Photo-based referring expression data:
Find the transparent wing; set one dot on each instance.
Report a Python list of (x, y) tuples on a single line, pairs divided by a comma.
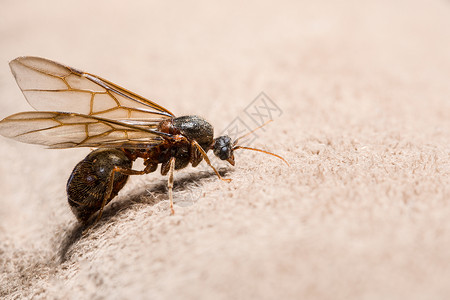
[(67, 130), (50, 86)]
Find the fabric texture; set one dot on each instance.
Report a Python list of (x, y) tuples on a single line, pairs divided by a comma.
[(359, 96)]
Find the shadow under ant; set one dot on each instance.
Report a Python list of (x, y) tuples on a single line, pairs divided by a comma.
[(157, 195)]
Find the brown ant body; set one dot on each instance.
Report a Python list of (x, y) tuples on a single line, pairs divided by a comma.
[(78, 109)]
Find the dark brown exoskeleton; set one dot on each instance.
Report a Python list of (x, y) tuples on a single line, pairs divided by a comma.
[(78, 109)]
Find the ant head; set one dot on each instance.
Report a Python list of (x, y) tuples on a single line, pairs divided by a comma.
[(223, 148)]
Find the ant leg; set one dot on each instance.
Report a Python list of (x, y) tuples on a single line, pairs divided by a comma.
[(205, 156), (148, 169), (170, 184)]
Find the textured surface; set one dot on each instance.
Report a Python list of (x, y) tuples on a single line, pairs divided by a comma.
[(363, 211)]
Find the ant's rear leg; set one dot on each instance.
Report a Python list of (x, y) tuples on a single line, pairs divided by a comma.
[(97, 179)]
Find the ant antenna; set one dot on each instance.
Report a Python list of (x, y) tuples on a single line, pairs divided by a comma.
[(248, 133), (235, 146), (263, 151)]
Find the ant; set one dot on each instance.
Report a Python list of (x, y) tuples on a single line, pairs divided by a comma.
[(79, 109)]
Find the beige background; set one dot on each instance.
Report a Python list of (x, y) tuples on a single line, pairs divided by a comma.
[(362, 213)]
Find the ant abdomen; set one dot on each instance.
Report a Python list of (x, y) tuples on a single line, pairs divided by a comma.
[(88, 184)]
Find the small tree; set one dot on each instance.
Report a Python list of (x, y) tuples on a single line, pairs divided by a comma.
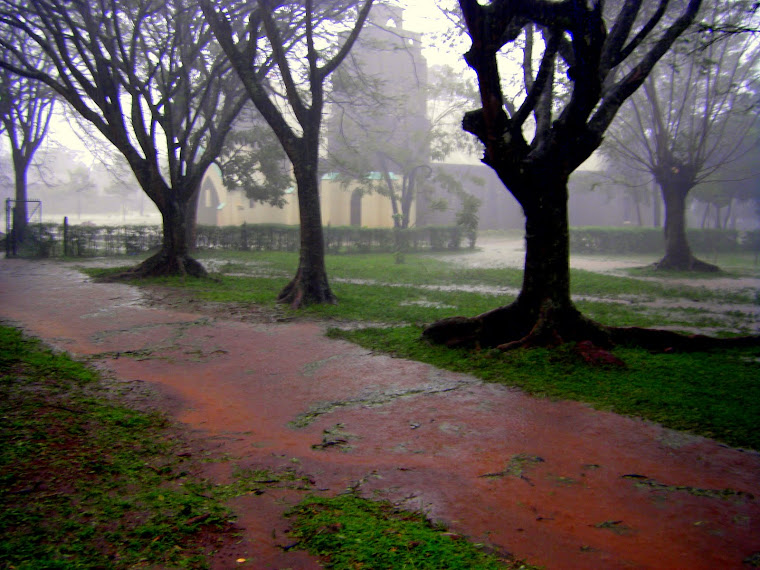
[(689, 123), (397, 127), (252, 160), (150, 79), (595, 56), (26, 107), (306, 42)]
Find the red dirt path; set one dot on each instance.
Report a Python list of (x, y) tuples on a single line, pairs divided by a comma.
[(407, 432)]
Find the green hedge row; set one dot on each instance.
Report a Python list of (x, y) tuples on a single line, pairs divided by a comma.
[(651, 240), (53, 240), (344, 239)]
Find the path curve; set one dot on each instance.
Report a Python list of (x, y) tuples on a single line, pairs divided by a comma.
[(554, 482)]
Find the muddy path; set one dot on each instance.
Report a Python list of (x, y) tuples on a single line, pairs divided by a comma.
[(554, 482)]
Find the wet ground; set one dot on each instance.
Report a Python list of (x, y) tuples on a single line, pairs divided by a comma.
[(554, 482)]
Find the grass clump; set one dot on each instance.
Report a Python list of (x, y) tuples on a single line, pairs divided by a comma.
[(714, 394), (351, 532), (86, 483)]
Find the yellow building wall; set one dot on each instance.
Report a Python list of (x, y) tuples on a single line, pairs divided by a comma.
[(220, 207)]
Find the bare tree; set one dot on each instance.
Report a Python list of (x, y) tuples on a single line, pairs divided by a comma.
[(149, 77), (26, 107), (378, 129), (594, 56), (307, 41), (690, 124)]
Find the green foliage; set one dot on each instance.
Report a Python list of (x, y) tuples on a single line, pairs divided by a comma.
[(253, 160), (650, 240), (351, 532), (714, 394), (86, 483)]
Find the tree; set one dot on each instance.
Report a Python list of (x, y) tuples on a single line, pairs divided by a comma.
[(26, 107), (690, 123), (381, 125), (148, 76), (588, 42), (252, 160), (306, 41)]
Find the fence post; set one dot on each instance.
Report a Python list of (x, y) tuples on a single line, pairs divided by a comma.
[(65, 236)]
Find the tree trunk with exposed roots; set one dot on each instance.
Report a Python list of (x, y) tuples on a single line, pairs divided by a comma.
[(543, 314), (678, 255), (310, 285), (174, 257)]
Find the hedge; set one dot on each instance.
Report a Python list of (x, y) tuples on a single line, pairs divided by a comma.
[(55, 240), (651, 240)]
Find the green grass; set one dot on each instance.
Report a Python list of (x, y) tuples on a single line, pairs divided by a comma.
[(714, 394), (372, 288), (86, 483), (351, 532)]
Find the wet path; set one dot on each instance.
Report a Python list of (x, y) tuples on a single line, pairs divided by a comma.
[(553, 482)]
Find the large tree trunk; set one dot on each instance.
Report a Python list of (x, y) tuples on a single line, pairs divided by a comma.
[(174, 257), (310, 285), (678, 255), (20, 210), (543, 314)]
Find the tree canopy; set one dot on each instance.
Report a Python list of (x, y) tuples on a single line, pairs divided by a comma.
[(304, 43), (581, 60), (149, 77)]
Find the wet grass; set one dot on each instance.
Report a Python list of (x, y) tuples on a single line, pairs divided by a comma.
[(88, 483), (85, 482), (714, 394), (373, 288), (351, 532), (426, 271)]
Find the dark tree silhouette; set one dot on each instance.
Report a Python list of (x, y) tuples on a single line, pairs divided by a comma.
[(691, 122), (26, 107), (305, 41), (606, 51), (148, 76)]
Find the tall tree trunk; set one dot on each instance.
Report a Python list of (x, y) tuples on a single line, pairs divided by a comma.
[(656, 208), (678, 255), (174, 256), (543, 313), (20, 210), (310, 285)]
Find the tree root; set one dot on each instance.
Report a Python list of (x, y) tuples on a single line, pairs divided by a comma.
[(163, 264), (300, 293), (690, 263), (512, 327)]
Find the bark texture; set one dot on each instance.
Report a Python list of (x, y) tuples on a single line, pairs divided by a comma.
[(310, 285), (536, 172)]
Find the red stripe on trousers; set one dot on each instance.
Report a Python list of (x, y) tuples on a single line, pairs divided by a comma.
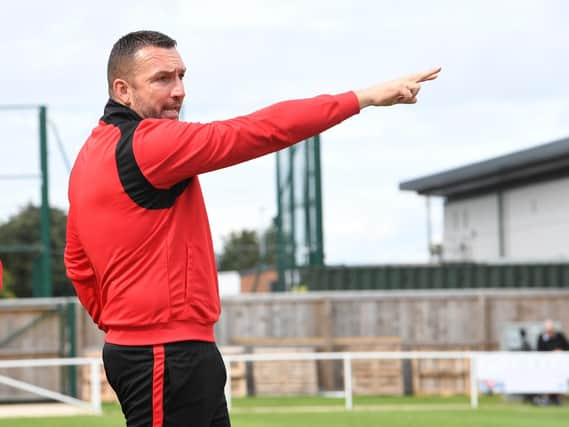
[(158, 387)]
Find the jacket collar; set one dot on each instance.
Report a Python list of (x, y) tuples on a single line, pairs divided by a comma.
[(116, 113)]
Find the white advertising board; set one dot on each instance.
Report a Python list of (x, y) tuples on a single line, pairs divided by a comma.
[(523, 373)]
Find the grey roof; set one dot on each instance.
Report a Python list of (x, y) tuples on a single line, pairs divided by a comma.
[(521, 166)]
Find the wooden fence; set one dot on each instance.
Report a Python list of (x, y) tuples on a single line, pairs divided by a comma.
[(419, 320)]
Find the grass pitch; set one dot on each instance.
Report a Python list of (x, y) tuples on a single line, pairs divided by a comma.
[(368, 411)]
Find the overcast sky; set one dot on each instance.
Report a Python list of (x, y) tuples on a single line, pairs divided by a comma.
[(503, 88)]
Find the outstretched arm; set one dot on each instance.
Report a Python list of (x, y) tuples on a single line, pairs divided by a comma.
[(400, 91)]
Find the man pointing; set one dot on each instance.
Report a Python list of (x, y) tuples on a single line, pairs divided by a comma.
[(139, 249)]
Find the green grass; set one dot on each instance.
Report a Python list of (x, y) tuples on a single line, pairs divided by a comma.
[(369, 411)]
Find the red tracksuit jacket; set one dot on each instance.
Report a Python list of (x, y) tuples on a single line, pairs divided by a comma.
[(139, 250)]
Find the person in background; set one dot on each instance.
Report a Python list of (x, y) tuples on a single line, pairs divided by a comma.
[(552, 340)]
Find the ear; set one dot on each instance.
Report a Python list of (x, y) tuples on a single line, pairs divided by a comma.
[(122, 91)]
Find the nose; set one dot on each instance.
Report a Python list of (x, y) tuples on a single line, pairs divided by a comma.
[(178, 89)]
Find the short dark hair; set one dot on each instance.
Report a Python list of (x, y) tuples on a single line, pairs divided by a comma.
[(125, 48)]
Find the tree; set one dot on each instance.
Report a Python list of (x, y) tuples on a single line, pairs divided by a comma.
[(240, 251), (7, 284), (24, 229), (243, 249)]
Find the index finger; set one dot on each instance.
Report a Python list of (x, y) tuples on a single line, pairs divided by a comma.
[(424, 76)]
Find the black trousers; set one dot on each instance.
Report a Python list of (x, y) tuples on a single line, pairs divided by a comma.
[(177, 384)]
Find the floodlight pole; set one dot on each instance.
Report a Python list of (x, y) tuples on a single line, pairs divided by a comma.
[(45, 289)]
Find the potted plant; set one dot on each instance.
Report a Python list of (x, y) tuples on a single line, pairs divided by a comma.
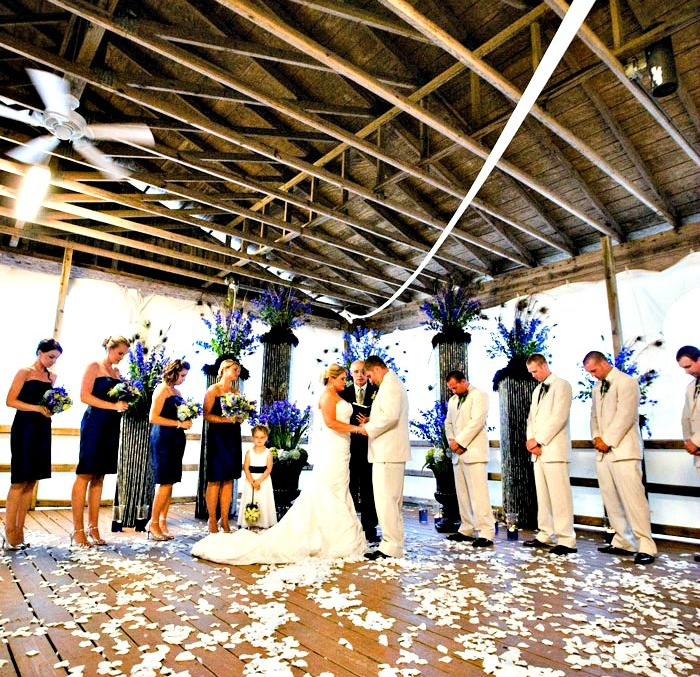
[(438, 458), (287, 424), (528, 334), (282, 310)]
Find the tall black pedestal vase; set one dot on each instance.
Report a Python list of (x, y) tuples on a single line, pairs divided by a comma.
[(135, 481), (518, 478)]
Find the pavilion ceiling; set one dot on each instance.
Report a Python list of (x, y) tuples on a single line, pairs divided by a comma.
[(325, 144)]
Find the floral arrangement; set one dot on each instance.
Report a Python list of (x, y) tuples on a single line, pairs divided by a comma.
[(282, 310), (125, 391), (431, 427), (363, 342), (189, 410), (449, 312), (287, 424), (627, 361), (56, 400), (528, 334), (237, 405)]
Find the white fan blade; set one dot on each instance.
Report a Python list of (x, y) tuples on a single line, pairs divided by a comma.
[(99, 159), (19, 115), (53, 90), (140, 134), (34, 151)]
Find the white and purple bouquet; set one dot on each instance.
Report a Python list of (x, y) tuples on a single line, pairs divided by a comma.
[(125, 391), (56, 400), (189, 410), (237, 405)]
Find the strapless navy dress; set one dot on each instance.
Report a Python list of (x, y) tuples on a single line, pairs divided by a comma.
[(99, 433), (224, 449), (30, 437), (168, 445)]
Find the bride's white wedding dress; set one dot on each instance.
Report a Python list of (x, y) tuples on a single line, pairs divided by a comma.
[(321, 523)]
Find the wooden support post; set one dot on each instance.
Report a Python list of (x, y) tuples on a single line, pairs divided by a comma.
[(611, 290), (62, 291)]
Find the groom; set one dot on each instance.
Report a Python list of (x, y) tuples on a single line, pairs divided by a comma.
[(389, 449)]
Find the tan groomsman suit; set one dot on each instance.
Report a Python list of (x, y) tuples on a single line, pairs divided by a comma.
[(548, 423), (690, 419), (466, 423), (615, 419), (388, 450)]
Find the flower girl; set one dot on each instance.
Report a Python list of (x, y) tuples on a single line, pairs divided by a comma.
[(257, 507)]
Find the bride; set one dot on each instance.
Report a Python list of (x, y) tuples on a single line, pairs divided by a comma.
[(322, 522)]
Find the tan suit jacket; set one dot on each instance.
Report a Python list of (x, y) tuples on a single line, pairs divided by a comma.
[(467, 425), (548, 420)]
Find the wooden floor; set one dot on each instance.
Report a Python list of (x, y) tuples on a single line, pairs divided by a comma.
[(144, 608)]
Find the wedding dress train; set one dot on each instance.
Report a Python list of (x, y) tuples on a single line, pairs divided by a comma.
[(322, 522)]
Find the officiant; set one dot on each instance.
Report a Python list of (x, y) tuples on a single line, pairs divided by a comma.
[(360, 393)]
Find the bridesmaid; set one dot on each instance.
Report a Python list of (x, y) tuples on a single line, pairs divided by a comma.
[(224, 449), (99, 439), (30, 439), (167, 444)]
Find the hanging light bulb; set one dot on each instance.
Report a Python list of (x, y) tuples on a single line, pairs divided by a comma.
[(32, 192)]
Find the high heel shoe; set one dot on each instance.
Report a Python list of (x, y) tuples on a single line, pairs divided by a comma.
[(96, 540), (74, 539)]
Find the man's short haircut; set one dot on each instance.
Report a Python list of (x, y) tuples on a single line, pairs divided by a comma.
[(595, 356), (374, 361), (691, 352)]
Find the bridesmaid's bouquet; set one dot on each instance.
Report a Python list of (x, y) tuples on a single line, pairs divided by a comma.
[(56, 400), (125, 391), (237, 405), (189, 410)]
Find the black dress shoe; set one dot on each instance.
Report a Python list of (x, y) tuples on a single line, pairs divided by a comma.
[(562, 550), (377, 554), (612, 550), (644, 558), (534, 543), (482, 543)]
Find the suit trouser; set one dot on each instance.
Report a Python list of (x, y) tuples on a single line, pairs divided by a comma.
[(475, 514), (628, 510), (555, 504), (387, 479)]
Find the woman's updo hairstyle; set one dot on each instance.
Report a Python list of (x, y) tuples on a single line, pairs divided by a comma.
[(172, 370), (225, 365), (332, 371), (47, 345), (114, 341)]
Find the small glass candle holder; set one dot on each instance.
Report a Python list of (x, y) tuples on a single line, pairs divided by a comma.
[(512, 526)]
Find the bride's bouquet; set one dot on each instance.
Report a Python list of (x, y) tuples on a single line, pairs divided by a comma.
[(56, 400), (189, 410), (233, 405)]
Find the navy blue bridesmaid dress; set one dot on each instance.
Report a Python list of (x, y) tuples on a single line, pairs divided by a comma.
[(30, 437), (224, 449), (99, 433), (168, 445)]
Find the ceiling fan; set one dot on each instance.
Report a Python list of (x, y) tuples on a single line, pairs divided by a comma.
[(63, 123)]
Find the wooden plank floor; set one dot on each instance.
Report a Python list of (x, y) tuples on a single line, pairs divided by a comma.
[(137, 607)]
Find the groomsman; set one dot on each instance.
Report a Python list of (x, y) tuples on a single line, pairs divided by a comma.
[(549, 444), (465, 428), (688, 358), (360, 394), (389, 449), (618, 440)]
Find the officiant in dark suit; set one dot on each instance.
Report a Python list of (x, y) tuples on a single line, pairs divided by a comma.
[(360, 394)]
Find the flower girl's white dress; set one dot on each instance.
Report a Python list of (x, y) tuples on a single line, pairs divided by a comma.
[(321, 523), (264, 497)]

- [ACTIVITY]:
Scan the data above for the string "officiant" and copy each line where it appears.

- [EXERCISE OUTPUT]:
Find the officiant; set one dot on each instance.
Find the officiant in dark suit; set one dot on each instance.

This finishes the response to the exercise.